— START OF Entries supplied —

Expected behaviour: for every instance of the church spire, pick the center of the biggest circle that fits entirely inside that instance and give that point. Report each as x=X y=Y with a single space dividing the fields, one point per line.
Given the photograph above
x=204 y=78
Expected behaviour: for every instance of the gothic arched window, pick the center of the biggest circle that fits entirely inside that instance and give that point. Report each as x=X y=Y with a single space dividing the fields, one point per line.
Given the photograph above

— END OF Entries supplied —

Aim of the task: Above are some records. Print them all exactly.

Solution for this exercise:
Expected behaviour: for every instance of the church spire, pick the center of the biggest circle that fits entirely inside that instance and give that point. Report each as x=X y=Y with a single space dividing the fields, one point per line.
Given the photograph above
x=204 y=78
Expected behaviour: for every instance of the gothic arched window, pick the center of the biggest circle that fits entirely inside that instance and give that point. Report each as x=X y=Y with a single space dividing the fields, one point per line.
Given the photograph above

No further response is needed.